◆ Provided information
>> START

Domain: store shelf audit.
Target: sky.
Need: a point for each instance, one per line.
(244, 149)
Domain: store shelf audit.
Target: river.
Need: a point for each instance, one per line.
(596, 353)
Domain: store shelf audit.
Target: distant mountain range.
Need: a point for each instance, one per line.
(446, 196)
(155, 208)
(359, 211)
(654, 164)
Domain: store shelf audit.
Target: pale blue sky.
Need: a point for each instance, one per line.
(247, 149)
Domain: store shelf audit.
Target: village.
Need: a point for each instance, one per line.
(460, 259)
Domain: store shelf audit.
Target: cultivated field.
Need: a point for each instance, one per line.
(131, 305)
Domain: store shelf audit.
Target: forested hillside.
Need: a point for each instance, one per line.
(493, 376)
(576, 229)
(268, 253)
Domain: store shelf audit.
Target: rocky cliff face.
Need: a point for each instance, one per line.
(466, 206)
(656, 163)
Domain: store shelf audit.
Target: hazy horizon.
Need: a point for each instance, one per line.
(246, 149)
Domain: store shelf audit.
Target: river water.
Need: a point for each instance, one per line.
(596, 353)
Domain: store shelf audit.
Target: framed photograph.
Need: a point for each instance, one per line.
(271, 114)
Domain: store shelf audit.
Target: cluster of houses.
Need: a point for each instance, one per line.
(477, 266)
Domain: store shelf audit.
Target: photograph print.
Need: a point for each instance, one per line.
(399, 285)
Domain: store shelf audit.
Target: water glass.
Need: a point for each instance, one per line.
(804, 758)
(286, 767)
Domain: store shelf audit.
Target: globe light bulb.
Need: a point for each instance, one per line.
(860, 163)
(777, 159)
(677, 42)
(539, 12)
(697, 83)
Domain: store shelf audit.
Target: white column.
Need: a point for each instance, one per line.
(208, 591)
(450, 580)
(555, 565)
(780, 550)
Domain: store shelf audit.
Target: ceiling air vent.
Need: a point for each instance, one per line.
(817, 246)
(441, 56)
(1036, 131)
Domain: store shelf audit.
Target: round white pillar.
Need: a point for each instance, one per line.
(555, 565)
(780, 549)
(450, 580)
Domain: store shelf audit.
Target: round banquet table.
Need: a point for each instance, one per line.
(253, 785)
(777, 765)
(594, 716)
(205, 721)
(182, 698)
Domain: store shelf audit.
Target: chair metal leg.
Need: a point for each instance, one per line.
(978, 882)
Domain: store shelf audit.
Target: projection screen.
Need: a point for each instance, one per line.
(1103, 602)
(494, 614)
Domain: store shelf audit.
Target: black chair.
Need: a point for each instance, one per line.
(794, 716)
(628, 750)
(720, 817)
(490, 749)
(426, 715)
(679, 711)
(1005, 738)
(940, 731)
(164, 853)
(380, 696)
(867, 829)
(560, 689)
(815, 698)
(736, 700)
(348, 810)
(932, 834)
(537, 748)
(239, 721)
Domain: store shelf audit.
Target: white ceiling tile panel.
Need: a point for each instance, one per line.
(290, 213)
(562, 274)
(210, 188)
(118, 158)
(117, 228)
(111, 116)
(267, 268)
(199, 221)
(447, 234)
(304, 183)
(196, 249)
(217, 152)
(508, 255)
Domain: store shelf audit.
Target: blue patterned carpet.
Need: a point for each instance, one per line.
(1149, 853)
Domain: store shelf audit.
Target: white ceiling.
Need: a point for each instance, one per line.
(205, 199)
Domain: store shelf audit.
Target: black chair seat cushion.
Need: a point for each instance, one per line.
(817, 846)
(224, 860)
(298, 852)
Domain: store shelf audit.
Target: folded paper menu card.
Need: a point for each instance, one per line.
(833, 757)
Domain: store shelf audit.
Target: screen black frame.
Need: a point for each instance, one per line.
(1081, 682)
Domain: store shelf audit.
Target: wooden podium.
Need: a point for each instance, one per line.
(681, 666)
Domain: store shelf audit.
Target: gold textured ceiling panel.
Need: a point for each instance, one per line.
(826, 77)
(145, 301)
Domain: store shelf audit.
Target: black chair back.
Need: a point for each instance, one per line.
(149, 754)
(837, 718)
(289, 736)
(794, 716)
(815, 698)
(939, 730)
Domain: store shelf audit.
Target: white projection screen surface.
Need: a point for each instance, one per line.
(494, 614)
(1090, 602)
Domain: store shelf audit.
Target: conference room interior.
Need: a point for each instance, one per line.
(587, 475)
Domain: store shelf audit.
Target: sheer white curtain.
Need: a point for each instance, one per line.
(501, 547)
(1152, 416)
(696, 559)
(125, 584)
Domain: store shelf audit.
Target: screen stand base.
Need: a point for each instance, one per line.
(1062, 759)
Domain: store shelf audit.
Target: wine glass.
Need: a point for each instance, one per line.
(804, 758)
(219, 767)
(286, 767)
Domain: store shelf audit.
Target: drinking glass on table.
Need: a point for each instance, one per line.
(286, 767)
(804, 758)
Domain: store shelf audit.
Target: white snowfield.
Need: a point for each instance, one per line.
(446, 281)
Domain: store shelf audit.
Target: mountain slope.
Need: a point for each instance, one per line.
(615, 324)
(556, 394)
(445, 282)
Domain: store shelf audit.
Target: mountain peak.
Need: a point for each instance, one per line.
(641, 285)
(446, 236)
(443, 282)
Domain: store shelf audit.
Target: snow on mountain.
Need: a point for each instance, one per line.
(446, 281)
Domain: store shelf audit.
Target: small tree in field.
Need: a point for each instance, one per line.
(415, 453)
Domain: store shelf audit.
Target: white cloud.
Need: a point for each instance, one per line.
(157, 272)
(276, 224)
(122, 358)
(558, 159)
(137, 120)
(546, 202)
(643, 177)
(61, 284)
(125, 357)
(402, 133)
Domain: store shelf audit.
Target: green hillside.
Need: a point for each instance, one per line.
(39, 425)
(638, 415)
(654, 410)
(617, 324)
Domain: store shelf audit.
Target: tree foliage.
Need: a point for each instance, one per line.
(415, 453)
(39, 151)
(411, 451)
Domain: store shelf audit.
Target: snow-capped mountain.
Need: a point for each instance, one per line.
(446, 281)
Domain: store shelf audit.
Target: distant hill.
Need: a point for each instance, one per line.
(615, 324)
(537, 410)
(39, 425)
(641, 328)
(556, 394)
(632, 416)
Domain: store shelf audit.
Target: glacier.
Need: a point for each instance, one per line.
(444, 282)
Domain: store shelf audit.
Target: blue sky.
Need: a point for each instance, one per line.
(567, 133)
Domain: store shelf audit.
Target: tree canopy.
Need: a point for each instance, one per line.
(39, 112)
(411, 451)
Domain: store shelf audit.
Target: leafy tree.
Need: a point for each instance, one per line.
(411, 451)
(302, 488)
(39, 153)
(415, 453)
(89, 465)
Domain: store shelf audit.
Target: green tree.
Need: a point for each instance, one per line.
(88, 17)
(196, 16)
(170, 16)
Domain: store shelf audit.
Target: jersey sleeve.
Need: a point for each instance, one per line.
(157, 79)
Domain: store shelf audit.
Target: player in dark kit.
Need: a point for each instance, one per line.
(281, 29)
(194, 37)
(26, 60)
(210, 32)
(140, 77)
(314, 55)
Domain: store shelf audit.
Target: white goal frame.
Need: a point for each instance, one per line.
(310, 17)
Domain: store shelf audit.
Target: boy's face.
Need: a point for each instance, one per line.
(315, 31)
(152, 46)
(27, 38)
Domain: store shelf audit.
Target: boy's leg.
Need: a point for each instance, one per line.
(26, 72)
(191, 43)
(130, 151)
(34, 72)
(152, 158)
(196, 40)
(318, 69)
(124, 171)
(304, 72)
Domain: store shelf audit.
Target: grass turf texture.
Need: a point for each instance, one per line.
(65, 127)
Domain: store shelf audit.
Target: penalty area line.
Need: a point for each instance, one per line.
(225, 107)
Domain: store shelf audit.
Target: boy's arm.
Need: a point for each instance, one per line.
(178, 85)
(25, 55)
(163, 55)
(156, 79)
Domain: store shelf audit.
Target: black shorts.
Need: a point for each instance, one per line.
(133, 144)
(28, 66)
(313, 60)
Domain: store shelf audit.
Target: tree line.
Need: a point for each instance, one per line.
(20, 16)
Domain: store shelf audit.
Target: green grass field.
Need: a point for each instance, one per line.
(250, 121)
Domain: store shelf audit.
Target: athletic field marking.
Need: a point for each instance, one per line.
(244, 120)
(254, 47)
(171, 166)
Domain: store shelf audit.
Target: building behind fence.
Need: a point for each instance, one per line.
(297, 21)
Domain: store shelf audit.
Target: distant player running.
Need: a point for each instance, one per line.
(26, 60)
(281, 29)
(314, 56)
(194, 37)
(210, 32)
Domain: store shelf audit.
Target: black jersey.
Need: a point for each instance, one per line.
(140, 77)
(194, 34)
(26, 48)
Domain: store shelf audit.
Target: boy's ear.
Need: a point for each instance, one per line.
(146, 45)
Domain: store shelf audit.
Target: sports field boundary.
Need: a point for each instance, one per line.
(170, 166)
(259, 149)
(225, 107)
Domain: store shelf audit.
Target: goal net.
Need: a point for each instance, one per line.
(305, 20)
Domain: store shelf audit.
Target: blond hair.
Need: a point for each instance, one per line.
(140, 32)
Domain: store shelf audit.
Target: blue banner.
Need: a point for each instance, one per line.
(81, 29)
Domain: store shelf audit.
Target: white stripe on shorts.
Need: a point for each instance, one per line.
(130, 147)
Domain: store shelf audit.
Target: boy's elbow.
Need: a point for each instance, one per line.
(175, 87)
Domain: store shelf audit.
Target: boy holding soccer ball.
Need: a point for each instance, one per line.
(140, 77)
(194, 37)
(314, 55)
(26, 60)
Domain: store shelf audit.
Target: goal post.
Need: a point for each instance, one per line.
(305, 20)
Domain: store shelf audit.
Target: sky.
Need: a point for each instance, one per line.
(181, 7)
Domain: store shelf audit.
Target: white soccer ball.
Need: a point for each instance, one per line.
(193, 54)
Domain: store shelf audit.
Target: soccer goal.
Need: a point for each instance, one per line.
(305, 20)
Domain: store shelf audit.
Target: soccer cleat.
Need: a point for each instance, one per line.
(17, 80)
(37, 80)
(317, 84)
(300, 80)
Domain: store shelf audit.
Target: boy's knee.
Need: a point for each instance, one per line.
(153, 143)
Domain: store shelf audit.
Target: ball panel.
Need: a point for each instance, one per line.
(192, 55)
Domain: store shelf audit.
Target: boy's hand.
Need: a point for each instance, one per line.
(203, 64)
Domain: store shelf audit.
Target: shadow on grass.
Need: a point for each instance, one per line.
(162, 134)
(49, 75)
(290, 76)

>> END

◆ What the task asks
Report every line of the material above that contains the word "ball", reproducing each such line in full. Case counts, so only lines whose capitalization matches the word qualify.

◆ Expected answer
Target: boy holding soccer ball.
Target: white soccer ball.
Target: ball panel.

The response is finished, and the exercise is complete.